-- begin Data entries --
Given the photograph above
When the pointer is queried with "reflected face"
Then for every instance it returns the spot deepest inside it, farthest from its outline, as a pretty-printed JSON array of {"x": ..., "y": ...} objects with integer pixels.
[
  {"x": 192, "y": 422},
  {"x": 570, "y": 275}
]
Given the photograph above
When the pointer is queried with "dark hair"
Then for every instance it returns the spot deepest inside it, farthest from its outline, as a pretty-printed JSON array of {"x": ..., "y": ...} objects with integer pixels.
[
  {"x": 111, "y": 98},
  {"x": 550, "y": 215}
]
-- end Data entries --
**Set problem**
Extract each entry in full and write it down exactly.

**Solution for this task**
Given the photograph above
When the pointer is queried with "reflected face"
Then for every instance it returns the spot deepest inside it, farthest from its outline, as a pretty-printed JSON array of {"x": ..., "y": ...} objects with integer pixels.
[
  {"x": 192, "y": 422},
  {"x": 570, "y": 275}
]
Given the photograph above
When the pointer is queried with "dark hair"
Then for every instance it returns the spot deepest inside it, farthest from its outline, as a pretty-printed JSON array of {"x": ..., "y": ...} objects with integer pixels.
[
  {"x": 111, "y": 98},
  {"x": 550, "y": 215}
]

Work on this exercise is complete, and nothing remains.